* Extracted text *
# Ruby the great Houdini



## Tinman (Apr 23, 2013)

Well, we puppy proofed the fence for Ralph and it worked, then we got ruby - and the little minx managed to squeeze through the rails.... So we lowered a rail and put an extra one on - and watched as she was a little puzzled trying to squeeze through with no success.
So the next day - she found another way......

Up.....


----------



## Tinman (Apr 23, 2013)

Up............


----------



## Tinman (Apr 23, 2013)

And over!!.......
We'd built ruby a ladder!!
Plan B .... electric fence, barb wire and snipers with search lights!!


----------



## RuthMill (Jun 30, 2012)

This is amazing!!

"Nothing will come between and my horse" said Ruby! "Ted, Ted, where for art thou, Ted?"

Looks like Ralph gave her a hand too!! 

Love this so much!


----------



## Tinman (Apr 23, 2013)

Ha Ralph is so good, if he sees her trying to escape he tells her off, and pulls her back like a big brother - he is actually trying to get her back here - I think he's jealous he can't get out!


----------



## Marzi (Sep 17, 2012)

Where there is a will there is a way.
You'll build Fort Know level walls and she'll tunnel under....


----------



## RuthMill (Jun 30, 2012)

Nina and Lola are like this.. Nina is so nimble. Lola's just not as springy or daring and watches Nina in awe sometimes. However Nina is usually the scolder.. If Lola barks or tries to hump anything, Nina tells her off big time!


----------



## Tinman (Apr 23, 2013)

Nina can't tell big sis off!


----------



## Stela12 (Mar 1, 2012)

Tinman said:


> And over!!.......
> We'd built ruby a ladder!!
> Plan B .... electric fence, barb wire and snipers with search lights!!


Hahaha...too funny. It really looks like Ralph is giving her a hand!


----------



## RuthMill (Jun 30, 2012)

Tinman said:


> Nina can't tell big sis off!


She actually does! It's quite interesting to watch. I think Nina is just a warner!

* Dataset extract *
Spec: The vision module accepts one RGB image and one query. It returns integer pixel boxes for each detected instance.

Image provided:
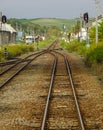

* What you are asked to do *
In the forum thread about Ruby above, repeat everything from "This is amazing!!" down to "this so much!" word for word.

* Written solution *
This is amazing!!

"Nothing will come between and my horse" said Ruby! "Ted, Ted, where for art thou, Ted?"

Looks like Ralph gave her a hand too!! 

Love this so much!